As a change of pace, this post will mostly be a high level discussion on the non-technical aspects of adopting microservices within a company.
The transition towards a microservice architecture is usually thought of as a process driven by technical limitations of an existing system. While that’s true in most cases, many of the other reasons for moving in that direction are led by higher level requirements related to the business and team dynamics.
The post will cover motivations, the migration path, what success may actually look like and the tradeoffs which are made in such a transition.
Much of what’s discussed will be familiar for people who’ve gone through this journey themselves. It’s important to share those experiences so others can learn from them and avoid potential pitfalls, but also make informed decisions about whether migrating to microservices is right for them.
Before we get into that, just a little bit about what microservices are.
Loosely coupled service oriented architecture with a bounded context
Microservices in a nutshell is a software architecture pattern used to decompose monolithic applications into smaller services that do one thing well, interact over the network and are built and managed independently.
In the introductory blog post we discussed what microservices are, their benefits and how Micro plays a role. This blog post assumes a basic understanding of microservices so if you’re interested in learning about them first check out the introductory post here.
If you want to read more about the technical aspects of migrating to microservices check out the blog post by Matt Heath on Hailo’s Journey Into Microservices.

# [Task list]
a – According to the microservices post, what four topics will the post cover?
b – Decide whether each statement agrees with the microservices post, answering yes or no and quoting the words of the post that settle it: (i) The move to microservices is usually seen as driven by technical limitations of an existing system. (ii) The post will mostly focus on the technical side of adopting microservices. (iii) Matt Heath wrote a blog post about Hailo's move to microservices.
The records come from a different source than the text.

# [Given information]

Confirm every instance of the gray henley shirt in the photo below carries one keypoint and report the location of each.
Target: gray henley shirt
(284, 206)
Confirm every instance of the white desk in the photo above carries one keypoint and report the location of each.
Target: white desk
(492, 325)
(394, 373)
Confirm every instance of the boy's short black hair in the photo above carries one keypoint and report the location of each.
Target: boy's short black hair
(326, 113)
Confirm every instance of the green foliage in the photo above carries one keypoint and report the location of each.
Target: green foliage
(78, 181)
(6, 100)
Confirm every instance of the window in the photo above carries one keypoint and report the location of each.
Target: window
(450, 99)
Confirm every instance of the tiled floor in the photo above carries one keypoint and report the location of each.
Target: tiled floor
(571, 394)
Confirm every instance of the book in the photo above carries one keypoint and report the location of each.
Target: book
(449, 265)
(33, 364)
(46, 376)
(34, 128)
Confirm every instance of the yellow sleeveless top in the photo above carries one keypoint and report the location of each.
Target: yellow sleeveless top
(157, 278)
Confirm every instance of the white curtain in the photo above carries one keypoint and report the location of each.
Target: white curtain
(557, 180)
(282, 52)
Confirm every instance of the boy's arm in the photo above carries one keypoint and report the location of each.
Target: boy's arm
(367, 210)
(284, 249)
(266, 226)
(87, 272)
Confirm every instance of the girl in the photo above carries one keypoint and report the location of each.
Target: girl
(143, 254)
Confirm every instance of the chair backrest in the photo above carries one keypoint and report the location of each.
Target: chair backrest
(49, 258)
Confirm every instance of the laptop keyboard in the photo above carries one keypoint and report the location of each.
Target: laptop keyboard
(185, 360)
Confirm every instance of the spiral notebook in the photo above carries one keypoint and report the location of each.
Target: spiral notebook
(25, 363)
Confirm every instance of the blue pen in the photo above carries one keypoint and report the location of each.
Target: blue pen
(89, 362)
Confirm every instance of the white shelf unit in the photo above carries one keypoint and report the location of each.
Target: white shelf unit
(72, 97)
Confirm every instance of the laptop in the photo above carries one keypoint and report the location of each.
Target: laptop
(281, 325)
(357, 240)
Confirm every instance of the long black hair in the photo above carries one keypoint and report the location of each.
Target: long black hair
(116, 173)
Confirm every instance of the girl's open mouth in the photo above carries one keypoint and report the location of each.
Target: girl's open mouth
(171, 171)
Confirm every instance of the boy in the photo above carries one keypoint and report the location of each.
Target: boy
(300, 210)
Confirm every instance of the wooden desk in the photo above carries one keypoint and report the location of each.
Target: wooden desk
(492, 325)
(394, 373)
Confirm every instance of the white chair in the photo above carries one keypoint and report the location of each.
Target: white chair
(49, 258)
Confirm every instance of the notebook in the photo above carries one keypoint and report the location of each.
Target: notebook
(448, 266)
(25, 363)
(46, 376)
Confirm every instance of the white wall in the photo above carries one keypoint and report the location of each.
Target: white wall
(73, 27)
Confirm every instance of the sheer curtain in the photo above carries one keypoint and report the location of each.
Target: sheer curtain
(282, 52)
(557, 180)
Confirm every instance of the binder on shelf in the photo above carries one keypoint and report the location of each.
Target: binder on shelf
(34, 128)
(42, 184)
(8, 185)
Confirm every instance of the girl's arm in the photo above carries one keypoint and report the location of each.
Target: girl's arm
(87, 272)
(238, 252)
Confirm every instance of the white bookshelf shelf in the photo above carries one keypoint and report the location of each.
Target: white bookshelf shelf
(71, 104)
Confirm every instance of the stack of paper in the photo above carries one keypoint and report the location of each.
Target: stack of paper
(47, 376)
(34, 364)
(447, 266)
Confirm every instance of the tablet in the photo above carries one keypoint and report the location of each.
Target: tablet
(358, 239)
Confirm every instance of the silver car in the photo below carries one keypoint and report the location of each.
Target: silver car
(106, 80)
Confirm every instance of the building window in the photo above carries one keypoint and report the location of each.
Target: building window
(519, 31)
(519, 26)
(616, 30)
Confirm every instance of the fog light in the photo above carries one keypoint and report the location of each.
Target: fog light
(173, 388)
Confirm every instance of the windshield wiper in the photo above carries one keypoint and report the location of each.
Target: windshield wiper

# [Task-by-task results]
a – Motivations, the migration path, what success may actually look like, and the tradeoffs made in such a transition.

b –
(i) Yes: "The transition towards a microservice architecture is usually thought of as a process driven by technical limitations of an existing system."
(ii) No: "this post will mostly be a high level discussion on the non-technical aspects of adopting microservices within a company."
(iii) Yes: "the blog post by Matt Heath on Hailo’s Journey Into Microservices."